Felipe Larraín Bascuñán is a Chilean economist, academic and former Minister of Finance under President Sebastián Piñera from 2010 until 2014 and again from 2018 until 2019.

== Early life ==
Larraín's parents are Vicente Larraín Izquierdo and Marta Bascuñán Lazcano. His first studies were carried out in San Ignacio School and Tabancura School in Santiago de Chile. Between 1976 and 1980 he went to college at the Pontifical Catholic University of Chile where he obtained a Bachelor of Arts (Economics) in 1981.

In 1981 Larraín was admitted to the Economics Ph.D Program at Harvard University. He completed his Ph.D. dissertation in 1985, with the title “Essays on the Exchange Rate and Economic Activity in Developing Countries."

== Professional life ==
Larraín began his professional academic career at Pontifical Catholic University of Chile by lecturing courses in Macroeconomics, Economic History and Econometrics. After a few years, he was appointed Full-Time Professor in the same institution.
Between 1985 and 1986 he worked as a consultant for the Monetary and Fiscal Authorities in Bolivia and Venezuela. In the same period, he participated as a consultant for the World Bank. These activities lasted until 1988.

In the 90's Larraín was part of the team of economists from the World Bank who advised the transition of Eastern Europe Countries to a modern market economy. He also worked as an economic adviser for Costa Rica, El Salvador, Guatemala, Honduras and Nicaragua, and as a consultant for the United Nations, ECLAC, IBD and the International Monetary Fund.

== Minister of Finance ==
Larraín was one of the main members of the Tantauco group that won the elections in 2009 with Sebastián Piñera as presidential candidate. After their triumph, Larraín became Minister of Finance and Chief of the Economic Team in the Piñera Administration. His mandate started on March 11, 2010.

During his administration, Larraín's work was noticeable because of the successful plan to come up with resources to carry out the reconstruction after a devastating earthquake destroyed a huge amount of infrastructure in February 2010, a few days before the start of the Pinera administration. In 2012, he proposed and successfully approved in the Congress a Tax Reform to inject additional resources to the Education Budget and to fund the Pension Reform from the previous administration.

*Required actions*:
A: Answer these questions using the Larraín biography:
(i) In what year did Larraín obtain his Bachelor of Arts (Economics)?
(ii) What was the title of his Ph.D. dissertation?
(iii) On what date did his mandate as Minister of Finance start?
B: Summarize the Larraín biography in two sentences.
This material has no connection to the Larraín biography.

*Dataset excerpts*:

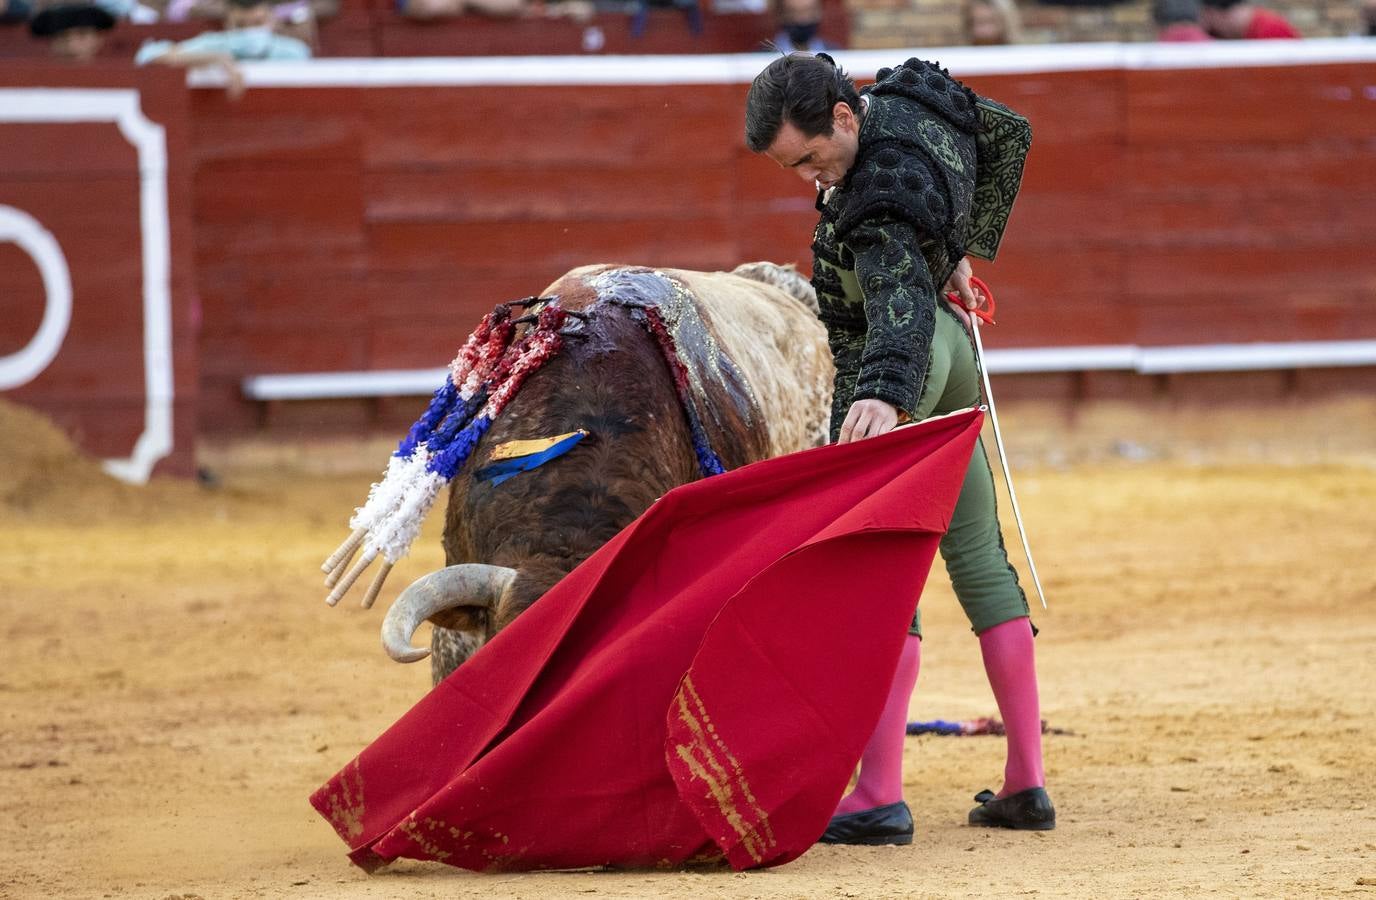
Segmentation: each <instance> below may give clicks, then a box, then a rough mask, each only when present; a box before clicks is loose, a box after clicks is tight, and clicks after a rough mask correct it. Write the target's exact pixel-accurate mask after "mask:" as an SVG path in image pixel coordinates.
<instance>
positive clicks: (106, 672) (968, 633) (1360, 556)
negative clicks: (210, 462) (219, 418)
mask: <svg viewBox="0 0 1376 900" xmlns="http://www.w3.org/2000/svg"><path fill="white" fill-rule="evenodd" d="M1007 416H1009V422H1007V428H1009V432H1010V435H1015V436H1017V438H1018V439H1020V440H1021V449H1020V454H1021V456H1018V457H1015V461H1018V462H1020V472H1021V476H1020V494H1021V500H1022V505H1024V508H1025V513H1026V517H1028V520H1029V526H1031V530H1032V537H1033V546H1035V549H1036V550H1038V561H1039V567H1040V570H1042V572H1043V578H1044V581H1046V586H1047V590H1049V593H1050V596H1051V611H1050V612H1044V614H1039V615H1038V617H1036V619H1038V623H1039V625H1040V626H1042V629H1043V633H1042V637H1040V639H1039V643H1038V650H1039V662H1040V670H1042V689H1043V711H1044V716H1046V718H1047V720H1049V721H1050V724H1051V725H1055V727H1058V728H1065V729H1069V731H1072V732H1075V733H1073V735H1055V736H1049V738H1047V742H1046V754H1047V764H1049V779H1050V790H1051V794H1053V798H1054V800H1055V804H1057V808H1058V811H1060V827H1058V830H1055V831H1053V833H1047V834H1015V833H1002V831H985V830H973V828H969V827H966V826H965V816H966V812H967V809H969V806H970V795H971V794H974V793H976V791H977V790H980V789H981V787H985V786H989V787H998V779H999V773H1000V771H1002V760H1003V756H1002V753H1003V747H1002V739H999V738H910V739H908V749H907V787H905V794H907V800H908V802H910V804H911V805H912V808H914V812H915V815H916V817H918V837H916V841H915V844H914V845H912V846H911V848H866V849H860V848H824V846H819V848H816V849H813V850H812V852H809V853H808V855H806V856H804V857H802V859H799V860H798V861H795V863H793V864H790V866H784V867H780V868H776V870H771V871H761V872H749V874H733V872H731V871H710V872H694V874H685V872H574V874H539V875H495V877H490V875H476V874H471V872H464V871H458V870H450V868H446V867H440V866H435V864H411V863H402V864H396V866H394V867H391V868H388V870H384V871H383V872H380V874H377V875H373V877H369V875H365V874H363V872H362V871H359V870H356V868H352V867H350V864H348V863H347V860H345V859H344V855H343V845H341V844H340V842H338V841H337V838H336V837H334V834H333V831H332V830H330V828H329V826H327V824H326V823H325V822H323V820H321V819H318V817H316V816H315V813H314V812H312V811H311V808H310V806H308V805H307V795H308V794H310V791H311V790H312V789H314V787H315V786H318V784H319V783H321V782H322V780H323V779H325V778H327V776H329V775H330V773H333V772H334V771H336V769H337V768H338V767H340V765H343V764H344V762H345V761H348V760H350V758H351V757H352V756H354V754H355V753H356V751H358V750H359V749H361V747H362V746H363V744H365V743H366V742H367V740H369V739H372V738H373V736H374V735H376V733H377V732H380V731H381V729H383V728H384V727H385V725H388V724H389V722H391V721H392V720H394V718H395V717H396V716H398V714H399V713H400V711H403V710H405V709H406V707H407V706H409V705H410V703H411V702H413V700H414V699H416V698H418V696H420V695H421V694H422V692H424V691H425V689H427V688H428V685H429V681H428V678H429V674H428V669H427V667H425V665H420V666H410V667H403V666H396V665H394V663H391V662H388V661H387V659H385V658H384V656H383V654H381V650H380V648H378V643H377V629H378V625H380V621H381V608H378V610H373V611H363V610H359V608H358V607H356V606H341V607H340V608H337V610H329V608H326V607H325V604H323V603H322V596H323V593H325V592H323V590H322V588H321V583H319V579H321V575H319V574H318V571H316V568H318V566H319V561H321V557H323V555H325V553H327V552H329V550H330V549H332V548H333V546H334V545H336V542H337V541H338V539H340V538H341V537H343V534H344V523H345V519H347V516H348V513H350V511H351V508H352V506H354V505H355V504H356V502H358V501H359V500H361V498H362V495H363V493H365V491H366V487H367V483H369V480H372V478H373V475H374V473H376V471H377V469H378V468H380V465H381V462H383V460H384V457H385V453H387V447H385V444H384V443H381V442H372V443H369V444H367V446H362V447H359V446H337V444H336V446H311V447H303V446H274V444H239V446H235V447H222V449H208V451H206V458H208V461H211V462H212V465H215V467H216V469H217V472H219V473H220V476H222V479H223V480H222V484H220V487H217V489H215V490H206V489H201V487H197V486H193V484H184V483H165V482H164V483H154V484H153V486H151V487H149V489H128V487H122V486H118V484H114V483H110V482H109V480H106V479H103V478H102V476H100V475H99V473H98V471H96V469H95V467H92V465H91V464H89V462H88V461H83V460H80V458H78V457H76V456H74V454H72V453H70V449H69V447H67V446H66V444H65V442H63V440H62V439H61V436H59V435H56V433H55V432H52V431H51V429H50V428H47V427H45V424H44V422H41V421H40V420H36V417H32V416H29V414H25V413H19V411H17V410H15V409H14V407H4V406H0V460H3V461H4V462H3V465H0V597H3V604H0V608H3V611H4V617H3V621H0V633H3V648H4V650H3V665H0V823H3V824H0V827H3V835H4V839H3V841H0V897H154V899H166V897H179V899H183V900H184V899H190V897H202V899H205V900H211V899H216V897H299V899H303V900H305V899H322V897H330V899H352V897H402V896H405V897H477V896H482V897H572V896H604V897H670V899H682V900H689V899H691V900H702V899H705V897H861V899H879V897H915V896H945V897H974V896H978V897H988V896H1000V897H1010V896H1040V897H1049V896H1051V897H1055V896H1082V897H1127V896H1143V897H1161V896H1167V897H1170V896H1181V897H1185V896H1187V897H1194V896H1200V894H1222V896H1248V897H1302V896H1337V894H1366V896H1376V789H1373V787H1372V772H1373V771H1376V728H1373V713H1376V687H1373V685H1376V662H1373V659H1376V654H1373V650H1376V561H1373V560H1376V424H1373V422H1376V402H1353V403H1347V405H1343V406H1337V407H1325V409H1324V410H1309V411H1306V410H1299V409H1296V407H1291V409H1288V410H1262V411H1258V413H1236V414H1227V416H1221V414H1218V413H1216V411H1194V413H1190V411H1187V410H1186V411H1179V410H1178V411H1161V410H1156V411H1149V413H1148V414H1143V413H1142V410H1124V409H1116V410H1115V409H1108V407H1105V409H1099V410H1095V411H1091V413H1086V414H1080V416H1079V417H1076V420H1073V421H1069V420H1066V418H1065V417H1064V416H1061V414H1058V413H1055V411H1051V413H1047V410H1038V409H1035V407H1025V406H1024V407H1017V409H1010V410H1009V411H1007ZM433 520H435V522H432V523H431V524H432V527H431V528H429V530H428V531H427V534H425V535H424V537H422V538H421V541H420V545H418V552H417V553H414V555H413V557H411V559H409V560H406V561H405V563H403V564H402V566H400V567H399V571H398V572H395V574H394V575H392V579H391V585H389V589H388V590H387V592H385V593H384V603H385V600H388V599H389V597H391V596H395V592H396V590H398V589H399V586H400V585H405V583H407V581H409V579H410V578H413V577H417V575H420V574H422V572H424V571H427V570H428V568H431V567H433V566H438V564H439V561H440V553H439V548H438V534H436V530H435V527H433V526H435V524H438V520H439V516H433ZM1011 544H1015V539H1014V538H1011V534H1010V545H1011ZM354 603H356V600H355V601H354ZM922 608H923V610H925V617H926V619H925V622H926V629H927V633H929V637H927V641H926V647H925V651H923V662H922V678H921V681H919V685H918V692H916V695H915V696H914V700H912V716H914V717H921V718H937V717H940V718H967V717H974V716H985V714H992V713H993V702H992V698H991V695H989V691H988V687H987V684H985V681H984V677H982V670H981V667H980V659H978V645H977V643H976V640H974V639H973V637H971V636H970V634H969V632H967V629H966V625H965V622H963V619H962V617H960V614H959V610H958V607H956V604H955V601H954V599H952V596H951V593H949V588H948V585H947V583H945V578H944V574H943V572H941V571H940V567H938V570H937V572H934V575H933V578H932V583H930V586H929V590H927V594H926V596H925V599H923V601H922Z"/></svg>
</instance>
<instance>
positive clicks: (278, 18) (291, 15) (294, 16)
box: [162, 0, 340, 48]
mask: <svg viewBox="0 0 1376 900" xmlns="http://www.w3.org/2000/svg"><path fill="white" fill-rule="evenodd" d="M224 6H226V0H168V4H166V8H164V10H162V21H164V22H189V21H191V19H215V21H220V19H223V18H224ZM338 10H340V0H285V1H283V0H272V17H274V18H275V19H277V21H278V33H279V34H286V36H288V37H296V39H300V40H303V41H305V43H307V44H310V45H311V47H312V48H314V47H316V25H318V23H319V22H325V21H327V19H332V18H334V15H337V14H338Z"/></svg>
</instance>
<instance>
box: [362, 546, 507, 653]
mask: <svg viewBox="0 0 1376 900" xmlns="http://www.w3.org/2000/svg"><path fill="white" fill-rule="evenodd" d="M515 579H516V570H515V568H506V567H505V566H480V564H477V563H468V564H464V566H450V567H449V568H442V570H439V571H438V572H431V574H429V575H425V577H424V578H421V579H418V581H416V582H414V583H411V586H410V588H407V589H406V590H403V592H402V596H399V597H398V599H396V600H395V601H394V603H392V607H391V608H389V610H388V611H387V618H385V619H383V647H384V648H385V650H387V655H388V656H391V658H392V659H395V661H396V662H418V661H421V659H425V658H427V656H429V648H428V647H411V636H413V634H416V629H418V628H420V626H421V622H424V621H425V619H428V618H431V617H432V615H436V614H438V612H443V611H444V610H451V608H454V607H488V608H491V607H493V606H495V604H497V600H498V599H499V597H501V596H502V593H504V592H505V590H506V589H508V588H510V583H512V582H513V581H515Z"/></svg>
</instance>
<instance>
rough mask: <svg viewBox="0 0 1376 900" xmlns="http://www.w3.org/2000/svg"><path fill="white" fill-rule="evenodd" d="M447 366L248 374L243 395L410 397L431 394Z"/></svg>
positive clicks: (274, 396) (441, 376)
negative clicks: (358, 371) (411, 396)
mask: <svg viewBox="0 0 1376 900" xmlns="http://www.w3.org/2000/svg"><path fill="white" fill-rule="evenodd" d="M447 372H449V369H388V370H377V372H315V373H307V374H275V376H249V377H248V378H244V396H246V398H249V399H250V400H334V399H341V398H358V396H413V395H424V394H433V392H435V388H438V387H439V385H442V384H444V376H446V373H447Z"/></svg>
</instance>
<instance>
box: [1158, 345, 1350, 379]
mask: <svg viewBox="0 0 1376 900" xmlns="http://www.w3.org/2000/svg"><path fill="white" fill-rule="evenodd" d="M1346 366H1376V340H1370V341H1313V343H1300V341H1296V343H1289V344H1221V345H1216V347H1153V348H1146V350H1143V351H1142V358H1141V361H1139V362H1138V366H1137V370H1138V372H1141V373H1142V374H1165V373H1176V372H1179V373H1186V372H1251V370H1256V369H1328V367H1346Z"/></svg>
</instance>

*Written responses*:
A:
(i) 1981
(ii) "Essays on the Exchange Rate and Economic Activity in Developing Countries"
(iii) March 11, 2010

B: Felipe Larraín Bascuñán is a Chilean economist who studied at the Pontifical Catholic University of Chile and Harvard, taught at the Pontifical Catholic University of Chile, and advised the World Bank, the IMF, and several governments. As Minister of Finance under Sebastián Piñera, he raised resources to rebuild after the February 2010 earthquake, and in 2012 he won congressional approval for a tax reform that funded education and pension reform.